— Exercise brief —
Copy every one of the following rows word for word, keeping each line unchanged.

## Start Given data

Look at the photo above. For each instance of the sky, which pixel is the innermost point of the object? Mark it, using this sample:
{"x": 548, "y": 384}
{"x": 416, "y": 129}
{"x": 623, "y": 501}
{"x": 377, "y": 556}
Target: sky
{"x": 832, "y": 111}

## End Given data

— Task answer —
Look at the photo above. For each instance of the sky, which pixel is the innermost point of the object? Mark it, using this sample:
{"x": 548, "y": 384}
{"x": 416, "y": 129}
{"x": 623, "y": 501}
{"x": 377, "y": 556}
Target: sky
{"x": 832, "y": 111}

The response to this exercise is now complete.